• [Parts of the exercise]
a - Name every person mentioned in the reading notes.
b - Write the next part of the reading notes, picking up after their final sentence.
** Start Given text **
3) Bit of description got to me. "The Automat was on Forty-second Street, a great glittering high-ceilinged hall with murals on the walls and rows and rows of tables." (page 126) And what's so appealing about that? I've actually eaten in that Automat and remember doing so. It's that senior citizen thing again.

4) Finally, on page 136 there's mention of a Upton Sinclair novel called Boston that's based on the Sacco and Vanzetti case. I've never heard of that one. I'll have to read it. Or maybe I'll just reread John Dos Passos' U.S.A. Absolutely amazing how books continue to lead onto books.
** End Given text **
** Start Entries supplied **
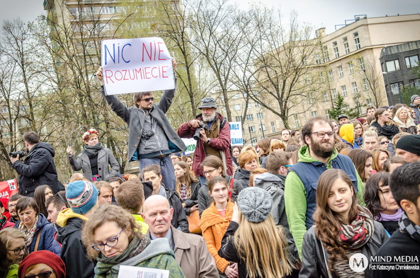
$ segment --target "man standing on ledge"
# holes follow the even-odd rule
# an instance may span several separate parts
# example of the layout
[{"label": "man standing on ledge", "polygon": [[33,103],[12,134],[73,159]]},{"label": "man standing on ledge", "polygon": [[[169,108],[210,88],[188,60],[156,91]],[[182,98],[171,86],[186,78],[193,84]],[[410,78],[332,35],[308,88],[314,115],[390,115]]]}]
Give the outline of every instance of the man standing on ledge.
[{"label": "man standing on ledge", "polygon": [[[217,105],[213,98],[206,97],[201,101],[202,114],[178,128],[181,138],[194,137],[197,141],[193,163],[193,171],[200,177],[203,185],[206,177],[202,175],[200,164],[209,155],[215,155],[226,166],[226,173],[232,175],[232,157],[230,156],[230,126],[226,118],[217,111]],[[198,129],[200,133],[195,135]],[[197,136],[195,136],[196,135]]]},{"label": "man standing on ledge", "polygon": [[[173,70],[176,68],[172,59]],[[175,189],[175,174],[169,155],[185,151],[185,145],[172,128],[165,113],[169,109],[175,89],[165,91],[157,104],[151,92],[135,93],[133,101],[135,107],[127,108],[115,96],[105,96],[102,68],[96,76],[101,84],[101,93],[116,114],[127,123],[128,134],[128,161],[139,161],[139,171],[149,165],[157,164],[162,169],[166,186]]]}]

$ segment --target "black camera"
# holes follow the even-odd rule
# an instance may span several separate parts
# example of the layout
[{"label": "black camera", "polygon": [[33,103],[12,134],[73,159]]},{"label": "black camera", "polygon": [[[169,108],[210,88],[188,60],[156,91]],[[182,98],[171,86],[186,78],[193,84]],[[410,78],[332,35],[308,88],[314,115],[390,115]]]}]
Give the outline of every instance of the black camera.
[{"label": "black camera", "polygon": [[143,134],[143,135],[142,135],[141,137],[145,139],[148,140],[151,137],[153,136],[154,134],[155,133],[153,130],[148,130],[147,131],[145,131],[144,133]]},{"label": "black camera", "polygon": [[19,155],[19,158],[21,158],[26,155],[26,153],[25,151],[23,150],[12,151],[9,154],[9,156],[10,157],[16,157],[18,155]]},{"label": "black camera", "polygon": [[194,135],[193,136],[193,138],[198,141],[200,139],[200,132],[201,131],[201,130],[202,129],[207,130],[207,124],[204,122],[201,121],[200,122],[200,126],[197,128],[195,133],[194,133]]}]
** End Entries supplied **
• [Responses]
a - Upton Sinclair, Sacco, Vanzetti, John Dos Passos

b -
Sudden realization: I like this thread. In the real world--and on our "front page"--everything's scary: the economy, the presidential election, my nagging fear that McCain is gonna win, but here we talk about things we like. Or even if we don't all like the same books, it doesn't mean worlds are going to fall apart. Okay, maybe we're hiding our heads in the sand, but everyone needs "A Clean, Well-Lighted Place" sometimes. Why the capitals and quoes? It's a Hemmingway story that if you haven't read, you should--even if you don't like Hemmingway.

A Clean Well-Lighted Place


Currently reading: Best American Mystery Stories edited by Lee Child and Otto Penzler. AARGH!